> **SOURCE**

By Edna Peirce Dixon
Today I’m thinking of my children and their mates, all now in their midlife years, some retired, some thinking hard about it. I watch with interest as each one embarks on the next phase of life, taking risks, setting new goals and following their dreams.
I think too about Ghost Dancer and Walks On The Grass, both good people I have come to know and love so well. They are close in age to my own four but the challenges and struggles of their lives have been very different. Both have missed out on the best years of their lives locked away in prison. Now free or preparing for release with little material wealth to call their own, both are bravely determined to follow their dreams for better lives in an unfamiliar world that may not even welcome them.
Thinking of all these, brings to mind the challenges of my own midlife dreams and the course of my journey. Nearly forty years ago as I was seeing my youngest off to college, the home nest felt mighty empty, and as I looked out ahead of me all I could see was the possibility of 50 empty years. All my life, I had never been anyone other than someone’s daughter, someone’s wife, or someone’s mother. Even though I was an RN with useful work to do, nursing was not my choice or my passion. Thanks to my faithful, hard-working husband, some of my childhood dreams had come true. I had a good life and my future was secure, but still I felt restless and unfulfilled. For several years the words to a song had frequently played in my head: “Is this all there is?”
One day as I browsed through the “self-help” shelves at my local library searching for answers, a tiny book caught my eye: Conversations On The Edge Of Eternity by Mary Kate Blackmar. I checked out the little book and in one afternoon read what this elder had to say. Several parallels in our core interests captured my attention; like my beloved Grandmother and many generations before, Kate Blackmar was a Quaker. Her thoughts on religion, the bible and the Quaker point of view were most interesting. However the conversations that truly inspired me were the whys and how’s of this woman’s many remarkable achievements, all made after the age of 50 beginning with going back to college. Apparently at some point in her life, Kate Blackmar had also wondered, “Is this all there is?”

> **REQUIREMENTS**
1. According to the essay, which book did the author find on the self-help shelves at her local library?
2. Translate this sentence from the essay into Spanish: "I checked out the little book and in one afternoon read what this elder had to say."
3. Resume the essay on midlife dreams from the point where it stops.

Outline labeling records

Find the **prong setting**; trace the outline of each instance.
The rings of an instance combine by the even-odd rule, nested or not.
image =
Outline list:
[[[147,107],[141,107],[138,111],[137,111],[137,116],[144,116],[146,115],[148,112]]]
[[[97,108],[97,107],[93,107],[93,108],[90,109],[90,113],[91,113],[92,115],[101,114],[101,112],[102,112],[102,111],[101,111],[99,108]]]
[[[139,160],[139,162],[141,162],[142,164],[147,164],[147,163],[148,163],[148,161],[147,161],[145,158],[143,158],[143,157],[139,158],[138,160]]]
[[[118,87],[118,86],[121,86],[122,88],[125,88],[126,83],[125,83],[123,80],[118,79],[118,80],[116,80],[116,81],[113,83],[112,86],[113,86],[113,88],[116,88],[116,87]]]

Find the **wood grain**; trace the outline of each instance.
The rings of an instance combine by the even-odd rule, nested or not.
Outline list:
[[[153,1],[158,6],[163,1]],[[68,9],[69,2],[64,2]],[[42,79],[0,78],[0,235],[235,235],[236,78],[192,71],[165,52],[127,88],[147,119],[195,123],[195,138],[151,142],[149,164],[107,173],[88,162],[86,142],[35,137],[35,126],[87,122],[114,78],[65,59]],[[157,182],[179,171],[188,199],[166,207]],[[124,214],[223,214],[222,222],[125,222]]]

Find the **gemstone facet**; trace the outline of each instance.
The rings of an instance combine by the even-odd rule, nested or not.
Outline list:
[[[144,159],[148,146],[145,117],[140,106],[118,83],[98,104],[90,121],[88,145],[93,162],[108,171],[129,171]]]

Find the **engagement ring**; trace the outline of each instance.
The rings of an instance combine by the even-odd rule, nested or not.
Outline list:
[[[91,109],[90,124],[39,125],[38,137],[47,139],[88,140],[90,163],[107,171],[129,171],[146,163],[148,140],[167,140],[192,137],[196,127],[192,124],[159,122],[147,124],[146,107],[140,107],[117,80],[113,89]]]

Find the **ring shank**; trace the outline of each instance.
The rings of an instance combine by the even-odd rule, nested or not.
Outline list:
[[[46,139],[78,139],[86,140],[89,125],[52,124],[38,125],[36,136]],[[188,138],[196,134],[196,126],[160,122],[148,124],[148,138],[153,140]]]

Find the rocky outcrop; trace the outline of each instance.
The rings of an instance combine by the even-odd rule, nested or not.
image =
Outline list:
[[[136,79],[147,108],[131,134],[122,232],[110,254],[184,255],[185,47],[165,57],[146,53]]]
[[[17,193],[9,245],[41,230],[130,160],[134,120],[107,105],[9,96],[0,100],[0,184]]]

> **PER-TASK ANSWERS**
1. Conversations On The Edge Of Eternity by Mary Kate Blackmar

2. Saqué prestado el librito y en una tarde leí lo que esta anciana tenía que decir.

3.
In that moment I knew what I needed to do and in the footsteps of my children ahead of me, this mother was off to community college to discover who she was and what she wanted to do when she grew up. From day one I fell in love with learning so many things and writing all those essays gave me many happy hours. I heard the groans of my young classmates who were not having so much fun. Just like Kate Blackmar, I could see how some aspects of a liberal education are wasted on the young. Just starting out in life, young people are likely to be more concerned about gaining practical skills for earning a living than delving into history and literature.
Of course individuals do not all develop and mature in exactly the same way; like flowers some bloom early, some bloom late, and in a whole array of shapes, colors, and talents. One fact I came to realize is that maturity, discernment, and perspective matter a whole lot and one must truly be hungry to appreciate the wisdom and knowledge handed down through the ages by the great sages and poets in history.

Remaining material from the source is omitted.